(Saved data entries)
------------------------------------------------------------

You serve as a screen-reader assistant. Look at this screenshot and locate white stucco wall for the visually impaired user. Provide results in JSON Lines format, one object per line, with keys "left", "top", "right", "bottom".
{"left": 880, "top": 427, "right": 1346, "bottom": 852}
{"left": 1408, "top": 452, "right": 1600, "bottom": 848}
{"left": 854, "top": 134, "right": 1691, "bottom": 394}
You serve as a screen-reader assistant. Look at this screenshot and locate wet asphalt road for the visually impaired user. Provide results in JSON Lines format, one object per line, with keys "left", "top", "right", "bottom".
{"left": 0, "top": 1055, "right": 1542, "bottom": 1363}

------------------------------------------------------------

Give back every line of the data exactly as it was written.

You serve as a screen-reader assistant. Look at this screenshot and locate white stucco wall for the visually impaired user. Provide results in JSON Lines format, one object per line, with keys "left", "top", "right", "bottom".
{"left": 880, "top": 427, "right": 1346, "bottom": 852}
{"left": 1408, "top": 452, "right": 1600, "bottom": 848}
{"left": 854, "top": 134, "right": 1691, "bottom": 394}
You serve as a screen-reader assistant. Look at this screenshot and locate wet asphalt road for the visually impaired user. Provide results in JSON Lines format, one object per line, with keys "left", "top", "right", "bottom".
{"left": 0, "top": 1055, "right": 1542, "bottom": 1363}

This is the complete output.